* **Set exercise**: Copy out verbatim the stretch of lines from the one containing "Outline every instance of the green foliage." through the one containing "256 21 L 255", both ends included.

* **Data excerpts**:
------------------------------------------------------------------------

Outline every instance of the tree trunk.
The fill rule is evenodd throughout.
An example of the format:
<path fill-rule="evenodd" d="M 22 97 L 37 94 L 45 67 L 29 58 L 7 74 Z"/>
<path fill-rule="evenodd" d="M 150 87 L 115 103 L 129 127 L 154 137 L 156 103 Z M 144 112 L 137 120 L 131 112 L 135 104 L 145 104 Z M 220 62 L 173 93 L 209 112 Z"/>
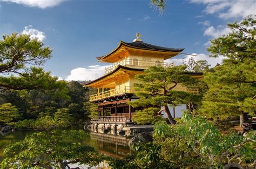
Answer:
<path fill-rule="evenodd" d="M 240 114 L 240 126 L 242 127 L 242 124 L 245 123 L 245 114 L 241 113 Z"/>
<path fill-rule="evenodd" d="M 239 168 L 242 169 L 244 168 L 242 166 L 239 164 L 236 163 L 231 163 L 228 164 L 223 166 L 224 169 L 230 169 L 230 168 Z"/>
<path fill-rule="evenodd" d="M 176 121 L 175 121 L 175 120 L 172 117 L 172 114 L 171 114 L 171 112 L 170 112 L 169 108 L 168 108 L 168 106 L 164 106 L 164 109 L 165 113 L 166 113 L 167 118 L 168 118 L 168 120 L 169 120 L 170 123 L 171 123 L 171 124 L 176 124 Z"/>

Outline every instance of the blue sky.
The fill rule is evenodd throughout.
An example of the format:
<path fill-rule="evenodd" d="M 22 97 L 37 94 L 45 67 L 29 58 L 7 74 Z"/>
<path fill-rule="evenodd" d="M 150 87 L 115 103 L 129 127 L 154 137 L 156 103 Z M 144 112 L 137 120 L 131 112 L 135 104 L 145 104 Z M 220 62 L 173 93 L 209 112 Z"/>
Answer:
<path fill-rule="evenodd" d="M 135 33 L 144 42 L 184 48 L 212 65 L 209 39 L 230 31 L 228 22 L 255 14 L 251 0 L 168 0 L 163 15 L 150 8 L 150 0 L 0 0 L 0 34 L 30 33 L 53 50 L 44 66 L 68 80 L 92 79 L 104 65 L 95 57 L 109 53 L 119 40 L 132 42 Z M 188 56 L 174 59 L 179 64 Z"/>

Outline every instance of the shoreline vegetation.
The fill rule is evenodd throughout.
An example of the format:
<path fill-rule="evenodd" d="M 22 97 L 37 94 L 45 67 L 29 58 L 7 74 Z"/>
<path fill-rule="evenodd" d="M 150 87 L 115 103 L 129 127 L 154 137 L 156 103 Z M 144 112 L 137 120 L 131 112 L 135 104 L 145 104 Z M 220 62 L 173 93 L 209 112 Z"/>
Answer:
<path fill-rule="evenodd" d="M 228 24 L 232 32 L 211 41 L 210 56 L 225 58 L 214 67 L 210 69 L 206 60 L 191 59 L 186 65 L 152 66 L 145 75 L 136 76 L 140 82 L 134 86 L 139 99 L 130 104 L 148 109 L 133 120 L 153 124 L 153 141 L 132 144 L 136 154 L 123 160 L 75 141 L 89 137 L 84 130 L 59 130 L 97 114 L 95 105 L 88 102 L 94 89 L 83 87 L 78 82 L 57 80 L 44 71 L 40 66 L 51 57 L 52 50 L 37 39 L 17 33 L 3 36 L 0 125 L 38 132 L 7 146 L 4 153 L 9 156 L 0 166 L 65 168 L 72 163 L 95 166 L 105 161 L 112 168 L 255 168 L 256 132 L 243 127 L 248 126 L 246 117 L 255 113 L 255 17 Z M 190 71 L 203 72 L 204 78 L 195 80 L 184 76 Z M 171 82 L 197 87 L 199 93 L 167 88 Z M 173 119 L 167 104 L 180 104 L 188 105 L 188 110 L 181 119 Z M 171 125 L 163 120 L 163 112 Z M 239 118 L 242 132 L 225 123 L 233 117 Z"/>

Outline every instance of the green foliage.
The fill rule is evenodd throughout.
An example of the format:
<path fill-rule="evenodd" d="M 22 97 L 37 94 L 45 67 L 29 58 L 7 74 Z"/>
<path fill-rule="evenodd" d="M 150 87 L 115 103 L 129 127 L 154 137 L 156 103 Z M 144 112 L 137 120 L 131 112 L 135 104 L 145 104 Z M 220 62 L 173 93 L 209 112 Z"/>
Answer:
<path fill-rule="evenodd" d="M 191 72 L 203 72 L 209 71 L 211 65 L 208 64 L 206 60 L 194 61 L 193 57 L 191 57 L 187 63 L 188 69 Z"/>
<path fill-rule="evenodd" d="M 21 118 L 18 109 L 10 103 L 0 105 L 0 124 L 12 125 Z"/>
<path fill-rule="evenodd" d="M 15 123 L 14 127 L 18 129 L 32 129 L 35 127 L 34 124 L 34 119 L 24 119 Z"/>
<path fill-rule="evenodd" d="M 153 138 L 153 143 L 132 145 L 137 154 L 129 163 L 143 168 L 208 168 L 231 163 L 248 167 L 256 158 L 255 131 L 223 135 L 211 122 L 187 112 L 175 125 L 156 123 Z"/>
<path fill-rule="evenodd" d="M 133 161 L 139 168 L 169 168 L 170 167 L 170 164 L 163 160 L 163 157 L 160 154 L 161 146 L 158 144 L 154 143 L 134 144 L 132 148 L 138 152 Z"/>
<path fill-rule="evenodd" d="M 98 105 L 91 102 L 87 102 L 84 103 L 83 109 L 85 114 L 90 117 L 98 116 Z"/>
<path fill-rule="evenodd" d="M 152 6 L 158 10 L 160 14 L 163 14 L 165 8 L 165 3 L 164 0 L 151 0 L 151 3 Z"/>
<path fill-rule="evenodd" d="M 67 120 L 57 119 L 51 116 L 45 116 L 38 118 L 30 125 L 35 130 L 49 130 L 65 128 L 70 124 Z"/>
<path fill-rule="evenodd" d="M 171 127 L 164 121 L 159 121 L 154 125 L 154 138 L 165 137 L 170 134 Z"/>
<path fill-rule="evenodd" d="M 206 60 L 200 60 L 196 62 L 193 70 L 195 72 L 203 72 L 209 70 L 211 65 L 208 64 Z"/>
<path fill-rule="evenodd" d="M 75 120 L 72 114 L 69 112 L 69 109 L 59 109 L 54 113 L 54 119 L 57 121 L 64 121 L 68 124 L 71 124 Z"/>
<path fill-rule="evenodd" d="M 132 117 L 133 121 L 139 125 L 153 124 L 161 119 L 160 115 L 157 113 L 159 110 L 159 108 L 151 107 L 138 111 Z"/>
<path fill-rule="evenodd" d="M 82 114 L 80 105 L 72 103 L 69 105 L 68 109 L 69 109 L 69 113 L 72 114 L 73 117 L 76 119 L 79 119 L 81 117 L 83 117 L 83 114 Z"/>
<path fill-rule="evenodd" d="M 256 21 L 255 16 L 228 24 L 228 35 L 212 40 L 212 57 L 225 57 L 213 71 L 205 75 L 209 87 L 200 112 L 213 118 L 255 113 Z M 241 119 L 242 120 L 242 119 Z M 244 121 L 240 121 L 240 125 Z"/>
<path fill-rule="evenodd" d="M 186 65 L 164 68 L 152 66 L 145 70 L 145 74 L 137 75 L 139 83 L 135 83 L 135 94 L 139 99 L 130 102 L 133 107 L 140 106 L 163 106 L 171 124 L 175 124 L 167 105 L 176 106 L 187 104 L 187 98 L 191 94 L 174 90 L 178 85 L 186 86 L 196 83 L 196 79 L 186 74 Z"/>
<path fill-rule="evenodd" d="M 4 153 L 9 156 L 0 166 L 64 168 L 69 164 L 77 163 L 95 166 L 103 157 L 93 147 L 81 144 L 83 139 L 87 137 L 88 134 L 83 130 L 34 133 L 26 136 L 24 140 L 8 146 L 4 150 Z M 80 141 L 74 142 L 73 139 L 75 138 Z"/>
<path fill-rule="evenodd" d="M 16 122 L 14 126 L 18 129 L 33 129 L 36 130 L 49 130 L 63 129 L 70 124 L 66 120 L 56 119 L 51 116 L 44 116 L 34 119 L 24 119 Z"/>
<path fill-rule="evenodd" d="M 118 159 L 112 158 L 107 158 L 107 163 L 109 166 L 112 169 L 134 169 L 138 168 L 134 161 L 135 156 L 129 155 L 124 159 Z"/>
<path fill-rule="evenodd" d="M 47 107 L 44 109 L 44 112 L 39 113 L 39 118 L 45 116 L 53 116 L 57 111 L 56 107 Z"/>

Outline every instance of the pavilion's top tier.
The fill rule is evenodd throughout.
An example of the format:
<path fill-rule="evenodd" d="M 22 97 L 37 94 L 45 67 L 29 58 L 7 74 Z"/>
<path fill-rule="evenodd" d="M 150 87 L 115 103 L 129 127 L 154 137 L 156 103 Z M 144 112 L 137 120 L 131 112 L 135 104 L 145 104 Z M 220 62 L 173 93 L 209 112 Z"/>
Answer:
<path fill-rule="evenodd" d="M 131 43 L 120 41 L 118 46 L 112 52 L 97 58 L 99 62 L 113 63 L 129 57 L 131 59 L 131 56 L 136 56 L 138 60 L 145 59 L 145 57 L 157 57 L 164 60 L 177 55 L 184 49 L 165 48 L 146 43 L 139 38 L 140 36 L 137 33 L 136 38 Z"/>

------------------------------------------------------------------------

* **Final result**:
Outline every instance of the green foliage.
The fill rule is evenodd throughout.
An example of the format:
<path fill-rule="evenodd" d="M 22 97 L 37 94 L 45 67 L 29 58 L 7 74 Z"/>
<path fill-rule="evenodd" d="M 150 87 L 115 103 L 129 127 L 154 137 L 156 103 Z M 144 112 L 137 120 L 131 112 L 135 104 L 145 104 Z M 220 62 L 173 93 L 209 112 Z"/>
Answer:
<path fill-rule="evenodd" d="M 191 72 L 203 72 L 209 71 L 211 65 L 208 64 L 206 60 L 194 61 L 193 57 L 191 57 L 187 63 L 188 69 Z"/>
<path fill-rule="evenodd" d="M 21 118 L 18 109 L 10 103 L 0 105 L 0 124 L 12 125 Z"/>
<path fill-rule="evenodd" d="M 15 123 L 14 127 L 18 129 L 32 129 L 35 127 L 34 124 L 34 119 L 24 119 Z"/>
<path fill-rule="evenodd" d="M 153 138 L 153 143 L 132 145 L 137 154 L 129 163 L 143 168 L 208 168 L 231 163 L 248 167 L 256 158 L 255 131 L 223 135 L 211 122 L 187 112 L 175 125 L 156 123 Z"/>
<path fill-rule="evenodd" d="M 133 161 L 139 168 L 169 168 L 170 167 L 170 164 L 163 160 L 163 157 L 160 154 L 161 146 L 158 144 L 154 143 L 134 144 L 132 148 L 138 152 Z"/>
<path fill-rule="evenodd" d="M 98 105 L 91 102 L 87 102 L 84 103 L 83 109 L 85 114 L 90 117 L 98 116 Z"/>
<path fill-rule="evenodd" d="M 152 6 L 158 10 L 160 14 L 163 14 L 165 8 L 165 3 L 164 0 L 151 0 L 151 3 Z"/>
<path fill-rule="evenodd" d="M 67 120 L 57 119 L 51 116 L 45 116 L 38 118 L 30 125 L 35 130 L 49 130 L 65 128 L 70 124 Z"/>
<path fill-rule="evenodd" d="M 171 127 L 164 121 L 159 121 L 154 125 L 154 138 L 165 137 L 170 134 Z"/>
<path fill-rule="evenodd" d="M 206 60 L 200 60 L 196 62 L 193 70 L 195 72 L 203 72 L 209 70 L 211 65 L 208 64 Z"/>
<path fill-rule="evenodd" d="M 75 120 L 72 114 L 69 112 L 69 109 L 59 109 L 54 113 L 54 119 L 57 121 L 64 121 L 68 124 L 71 124 Z"/>
<path fill-rule="evenodd" d="M 132 117 L 133 121 L 139 125 L 153 124 L 161 119 L 160 115 L 157 113 L 159 110 L 159 108 L 151 107 L 138 111 Z"/>
<path fill-rule="evenodd" d="M 82 114 L 80 105 L 72 103 L 69 105 L 68 109 L 69 109 L 69 113 L 72 114 L 73 117 L 76 119 L 79 119 L 81 117 L 83 117 L 83 114 Z"/>
<path fill-rule="evenodd" d="M 256 21 L 255 16 L 228 24 L 228 35 L 212 40 L 212 57 L 225 57 L 213 71 L 205 75 L 209 87 L 200 112 L 213 118 L 255 113 Z M 241 119 L 242 120 L 242 119 Z M 244 121 L 240 121 L 240 125 Z"/>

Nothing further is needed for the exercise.